*Required action*
Could you repeat the records shown below exactly as written?

*Data to use*
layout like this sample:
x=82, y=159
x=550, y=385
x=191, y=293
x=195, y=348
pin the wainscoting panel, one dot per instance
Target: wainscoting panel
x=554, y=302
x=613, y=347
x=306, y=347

*Solution to this problem*
layout like this sample:
x=82, y=159
x=550, y=385
x=191, y=293
x=195, y=348
pin the wainscoting panel, one dot per instance
Target: wainscoting panel
x=554, y=302
x=613, y=347
x=306, y=347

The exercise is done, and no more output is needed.